課題. 下記の抽出テキストから、「特に、(全体重がかかる)立っ」から「ど負荷が強いことを示します。」までの部分を一字一句違えずに書き写してください。

抽出テキスト.
- 足首の下側に位置する「距骨下関節」の3D画像撮影に初めて成功する
- 体重のかかった状態での動きのメカニズムが解明されることで、足首の怪我に関する新たな治療法を開発できる
あまり耳慣れませんが、人体のハンドルとも称される「距骨下関節(きょこつかかんせつ、subtalar joint)」は、体の前後左右のバランスに関係する重要な骨です。
ただし足首の下に隠れるように位置しており、これまで詳細な画像化はなされていません。
特に、(全体重がかかる)立った状態での距骨下関節の動きのメカニズムが不明だったため、捻挫を含む足首の治療や診断を難しくしていました。こうした事情も、足首の怪我が長引く原因のひとつです。
しかし今回、イギリス・ポーツマス大学の研究により、距骨下関節の3Dイメージングに初成功。治療法の改善および人工の距骨下関節の作成などが期待されています。
研究の詳細は、1月23日付けで「Scientific Reports」に掲載されました。
https://www.nature.com/articles/s41598-020-57912-z
3D撮影でメカニズムが明らかに
「CTスキャン(コンピューター断層撮影法)」および「デジタル画像相関法」を組み合わせて撮影された距骨下関節の3D画像がこちらです。
距骨下関節は、主に「踵骨(しょうこつ、下図A)」と「距骨(B)」の2つの骨から成ります。
足首を回したり、曲げたりするのに必要な柔軟さ、それから、体を前進させたり、足首を捻挫させることなくジャンプできる頑丈さがあります。
また、被験者数名の画像を組み合わせることで、立った状態での距骨下関節の正確な運動モデルも作成されました。これにより、足首をひねったり、曲げたり、歩いたりする際にかかる負荷状態を詳しく知ることができます。
それから、足首を「内向きに反った状態」と「外向きに反った状態」における距骨下関節への負荷変異も観察することができました。
上が「内向きに反った状態」で、下が「外向きに反った状態」で、色が赤に近づくほど負荷が強いことを示します。
研究主任のGianluca Tozzi氏は「こうしたクローズアップ観察が可能になることで、足首の怪我に対する新たな治療法の開発が期待できる」と話します。

データ.
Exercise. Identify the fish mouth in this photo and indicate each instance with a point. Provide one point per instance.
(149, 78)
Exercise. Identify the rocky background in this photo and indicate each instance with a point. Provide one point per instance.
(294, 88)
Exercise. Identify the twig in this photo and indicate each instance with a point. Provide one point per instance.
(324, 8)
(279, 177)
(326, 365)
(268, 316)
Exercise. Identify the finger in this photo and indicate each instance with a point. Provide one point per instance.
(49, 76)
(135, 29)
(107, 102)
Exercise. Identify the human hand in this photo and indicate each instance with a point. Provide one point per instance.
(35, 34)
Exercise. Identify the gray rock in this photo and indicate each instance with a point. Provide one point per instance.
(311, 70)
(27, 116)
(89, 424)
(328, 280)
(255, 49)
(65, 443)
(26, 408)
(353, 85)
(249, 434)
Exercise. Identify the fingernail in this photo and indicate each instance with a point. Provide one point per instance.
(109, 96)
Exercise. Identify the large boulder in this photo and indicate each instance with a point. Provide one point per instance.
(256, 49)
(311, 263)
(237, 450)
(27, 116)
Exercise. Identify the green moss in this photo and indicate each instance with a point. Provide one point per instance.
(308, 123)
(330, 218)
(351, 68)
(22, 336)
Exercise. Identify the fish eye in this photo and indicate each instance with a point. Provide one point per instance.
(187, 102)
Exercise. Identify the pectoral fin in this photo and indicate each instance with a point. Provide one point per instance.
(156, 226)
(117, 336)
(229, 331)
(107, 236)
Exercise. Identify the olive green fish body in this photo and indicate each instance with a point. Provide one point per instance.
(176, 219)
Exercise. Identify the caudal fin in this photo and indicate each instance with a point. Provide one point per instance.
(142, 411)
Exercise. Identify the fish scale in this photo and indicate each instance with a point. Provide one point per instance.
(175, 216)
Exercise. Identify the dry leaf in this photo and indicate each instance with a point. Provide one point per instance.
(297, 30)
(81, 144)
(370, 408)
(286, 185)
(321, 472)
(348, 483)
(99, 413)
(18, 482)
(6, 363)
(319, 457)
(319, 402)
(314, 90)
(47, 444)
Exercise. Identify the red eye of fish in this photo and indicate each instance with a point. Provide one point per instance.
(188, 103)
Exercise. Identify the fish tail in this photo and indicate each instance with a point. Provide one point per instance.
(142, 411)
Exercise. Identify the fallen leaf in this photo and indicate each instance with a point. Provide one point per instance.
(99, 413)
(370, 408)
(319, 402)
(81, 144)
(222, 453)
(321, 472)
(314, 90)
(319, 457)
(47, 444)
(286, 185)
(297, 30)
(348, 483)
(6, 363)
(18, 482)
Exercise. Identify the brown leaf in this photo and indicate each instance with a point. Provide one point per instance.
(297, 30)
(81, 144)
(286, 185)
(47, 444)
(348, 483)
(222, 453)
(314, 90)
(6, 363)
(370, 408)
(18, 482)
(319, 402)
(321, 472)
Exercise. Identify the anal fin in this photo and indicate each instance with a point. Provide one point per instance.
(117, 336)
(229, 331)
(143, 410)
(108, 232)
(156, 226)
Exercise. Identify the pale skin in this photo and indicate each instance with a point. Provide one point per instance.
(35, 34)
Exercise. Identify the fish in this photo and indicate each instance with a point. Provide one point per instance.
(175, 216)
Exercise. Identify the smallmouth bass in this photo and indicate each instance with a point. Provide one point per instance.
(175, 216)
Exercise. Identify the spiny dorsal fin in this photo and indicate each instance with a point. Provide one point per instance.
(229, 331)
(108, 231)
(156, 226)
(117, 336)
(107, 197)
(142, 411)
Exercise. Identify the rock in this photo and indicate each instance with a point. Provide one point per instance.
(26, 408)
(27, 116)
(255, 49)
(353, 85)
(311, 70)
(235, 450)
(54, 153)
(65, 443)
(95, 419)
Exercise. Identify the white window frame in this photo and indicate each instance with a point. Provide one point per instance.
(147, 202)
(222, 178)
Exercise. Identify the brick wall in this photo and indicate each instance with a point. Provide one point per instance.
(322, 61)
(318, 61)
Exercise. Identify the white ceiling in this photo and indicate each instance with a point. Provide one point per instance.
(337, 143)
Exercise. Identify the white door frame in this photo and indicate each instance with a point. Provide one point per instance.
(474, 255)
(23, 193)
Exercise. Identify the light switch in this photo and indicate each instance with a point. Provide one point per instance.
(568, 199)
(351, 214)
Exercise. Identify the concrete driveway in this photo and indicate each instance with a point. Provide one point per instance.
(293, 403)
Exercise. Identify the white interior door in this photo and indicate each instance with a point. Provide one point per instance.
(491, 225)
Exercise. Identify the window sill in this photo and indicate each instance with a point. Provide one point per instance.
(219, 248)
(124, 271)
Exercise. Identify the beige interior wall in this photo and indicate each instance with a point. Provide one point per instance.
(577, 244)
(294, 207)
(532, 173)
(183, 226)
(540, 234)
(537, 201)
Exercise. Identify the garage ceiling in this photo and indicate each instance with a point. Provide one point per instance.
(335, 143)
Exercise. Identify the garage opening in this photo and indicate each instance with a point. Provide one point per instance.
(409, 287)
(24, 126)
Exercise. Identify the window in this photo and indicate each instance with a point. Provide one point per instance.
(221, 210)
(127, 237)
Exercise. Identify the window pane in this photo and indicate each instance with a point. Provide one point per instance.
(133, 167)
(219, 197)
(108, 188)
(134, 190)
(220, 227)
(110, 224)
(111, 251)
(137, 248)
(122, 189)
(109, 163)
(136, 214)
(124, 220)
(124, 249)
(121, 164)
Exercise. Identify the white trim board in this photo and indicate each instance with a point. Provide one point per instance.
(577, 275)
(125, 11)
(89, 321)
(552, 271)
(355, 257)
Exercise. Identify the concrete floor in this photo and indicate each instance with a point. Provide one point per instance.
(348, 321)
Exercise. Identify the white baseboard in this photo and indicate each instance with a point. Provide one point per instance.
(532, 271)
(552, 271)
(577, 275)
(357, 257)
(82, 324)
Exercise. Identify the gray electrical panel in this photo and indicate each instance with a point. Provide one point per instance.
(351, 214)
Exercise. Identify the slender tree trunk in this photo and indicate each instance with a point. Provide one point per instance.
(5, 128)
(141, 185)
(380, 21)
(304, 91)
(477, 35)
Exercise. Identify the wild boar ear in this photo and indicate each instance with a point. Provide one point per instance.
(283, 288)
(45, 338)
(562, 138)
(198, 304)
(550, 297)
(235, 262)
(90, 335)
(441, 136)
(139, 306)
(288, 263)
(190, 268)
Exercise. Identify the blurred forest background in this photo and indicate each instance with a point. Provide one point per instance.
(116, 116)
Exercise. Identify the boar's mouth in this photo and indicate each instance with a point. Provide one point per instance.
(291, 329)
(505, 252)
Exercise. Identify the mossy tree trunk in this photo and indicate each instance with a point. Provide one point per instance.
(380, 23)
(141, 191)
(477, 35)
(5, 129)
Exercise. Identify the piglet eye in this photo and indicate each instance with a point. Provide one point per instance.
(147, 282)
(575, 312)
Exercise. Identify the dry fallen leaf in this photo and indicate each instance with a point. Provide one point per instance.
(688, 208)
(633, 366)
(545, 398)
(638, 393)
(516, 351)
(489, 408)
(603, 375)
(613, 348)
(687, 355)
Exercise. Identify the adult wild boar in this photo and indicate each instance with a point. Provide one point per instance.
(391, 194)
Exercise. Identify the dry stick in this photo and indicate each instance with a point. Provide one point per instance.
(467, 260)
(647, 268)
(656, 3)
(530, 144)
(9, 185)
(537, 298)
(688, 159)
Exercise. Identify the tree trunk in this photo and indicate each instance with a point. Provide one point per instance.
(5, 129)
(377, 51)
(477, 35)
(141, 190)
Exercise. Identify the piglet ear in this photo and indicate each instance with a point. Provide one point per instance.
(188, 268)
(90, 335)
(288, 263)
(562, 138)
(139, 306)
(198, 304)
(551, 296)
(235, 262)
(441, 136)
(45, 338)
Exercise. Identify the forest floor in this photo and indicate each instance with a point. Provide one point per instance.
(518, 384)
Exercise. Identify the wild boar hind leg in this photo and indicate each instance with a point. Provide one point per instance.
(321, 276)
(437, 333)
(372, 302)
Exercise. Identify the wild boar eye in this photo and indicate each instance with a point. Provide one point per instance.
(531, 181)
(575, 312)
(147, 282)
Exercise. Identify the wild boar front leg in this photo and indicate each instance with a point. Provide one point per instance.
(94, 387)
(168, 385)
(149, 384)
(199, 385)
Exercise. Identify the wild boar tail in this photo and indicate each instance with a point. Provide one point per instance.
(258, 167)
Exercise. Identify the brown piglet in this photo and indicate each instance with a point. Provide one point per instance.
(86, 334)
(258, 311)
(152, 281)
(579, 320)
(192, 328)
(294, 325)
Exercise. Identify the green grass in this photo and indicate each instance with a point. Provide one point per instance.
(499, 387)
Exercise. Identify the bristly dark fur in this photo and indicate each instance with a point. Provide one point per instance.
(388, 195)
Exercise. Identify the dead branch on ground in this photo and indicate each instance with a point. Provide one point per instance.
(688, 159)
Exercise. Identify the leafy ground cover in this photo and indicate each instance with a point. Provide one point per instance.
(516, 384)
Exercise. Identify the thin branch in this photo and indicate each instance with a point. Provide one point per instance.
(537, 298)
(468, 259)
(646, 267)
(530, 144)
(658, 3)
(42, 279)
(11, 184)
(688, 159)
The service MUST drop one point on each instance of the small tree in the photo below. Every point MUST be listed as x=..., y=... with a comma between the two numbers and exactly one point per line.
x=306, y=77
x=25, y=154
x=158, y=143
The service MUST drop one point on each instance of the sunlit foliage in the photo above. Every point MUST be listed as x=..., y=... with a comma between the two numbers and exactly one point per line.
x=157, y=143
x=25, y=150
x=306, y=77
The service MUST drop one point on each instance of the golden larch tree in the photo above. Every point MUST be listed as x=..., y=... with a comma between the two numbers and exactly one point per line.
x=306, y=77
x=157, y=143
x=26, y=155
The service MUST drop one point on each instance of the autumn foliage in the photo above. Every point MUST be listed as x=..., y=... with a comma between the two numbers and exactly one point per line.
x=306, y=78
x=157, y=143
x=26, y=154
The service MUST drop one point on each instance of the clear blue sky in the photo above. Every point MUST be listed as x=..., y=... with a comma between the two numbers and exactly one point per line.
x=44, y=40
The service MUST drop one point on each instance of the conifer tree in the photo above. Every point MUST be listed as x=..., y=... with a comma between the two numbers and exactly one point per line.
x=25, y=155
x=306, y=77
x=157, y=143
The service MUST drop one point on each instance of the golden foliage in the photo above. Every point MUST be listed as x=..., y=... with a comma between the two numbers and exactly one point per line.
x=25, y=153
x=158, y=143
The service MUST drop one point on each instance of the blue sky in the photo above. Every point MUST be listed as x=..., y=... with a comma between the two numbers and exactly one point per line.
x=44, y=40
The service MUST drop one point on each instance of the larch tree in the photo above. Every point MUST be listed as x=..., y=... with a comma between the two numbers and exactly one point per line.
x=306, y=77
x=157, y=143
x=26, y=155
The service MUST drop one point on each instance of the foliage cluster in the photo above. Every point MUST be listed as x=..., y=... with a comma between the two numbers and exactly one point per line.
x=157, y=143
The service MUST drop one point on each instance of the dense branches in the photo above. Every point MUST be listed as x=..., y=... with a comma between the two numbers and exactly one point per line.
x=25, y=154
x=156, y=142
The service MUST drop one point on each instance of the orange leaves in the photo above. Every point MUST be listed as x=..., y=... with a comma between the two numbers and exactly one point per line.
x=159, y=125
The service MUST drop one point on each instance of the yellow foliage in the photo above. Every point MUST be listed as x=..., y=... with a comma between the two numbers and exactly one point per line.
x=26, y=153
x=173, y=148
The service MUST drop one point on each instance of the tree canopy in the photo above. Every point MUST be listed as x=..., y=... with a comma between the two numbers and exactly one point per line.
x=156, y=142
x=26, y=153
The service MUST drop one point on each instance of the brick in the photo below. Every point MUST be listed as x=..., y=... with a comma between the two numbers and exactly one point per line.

想定解答.
特に、(全体重がかかる)立った状態での距骨下関節の動きのメカニズムが不明だったため、捻挫を含む足首の治療や診断を難しくしていました。こうした事情も、足首の怪我が長引く原因のひとつです。
しかし今回、イギリス・ポーツマス大学の研究により、距骨下関節の3Dイメージングに初成功。治療法の改善および人工の距骨下関節の作成などが期待されています。
研究の詳細は、1月23日付けで「Scientific Reports」に掲載されました。
https://www.nature.com/articles/s41598-020-57912-z
3D撮影でメカニズムが明らかに
「CTスキャン(コンピューター断層撮影法)」および「デジタル画像相関法」を組み合わせて撮影された距骨下関節の3D画像がこちらです。
距骨下関節は、主に「踵骨(しょうこつ、下図A)」と「距骨(B)」の2つの骨から成ります。
足首を回したり、曲げたりするのに必要な柔軟さ、それから、体を前進させたり、足首を捻挫させることなくジャンプできる頑丈さがあります。
また、被験者数名の画像を組み合わせることで、立った状態での距骨下関節の正確な運動モデルも作成されました。これにより、足首をひねったり、曲げたり、歩いたりする際にかかる負荷状態を詳しく知ることができます。
それから、足首を「内向きに反った状態」と「外向きに反った状態」における距骨下関節への負荷変異も観察することができました。
上が「内向きに反った状態」で、下が「外向きに反った状態」で、色が赤に近づくほど負荷が強いことを示します。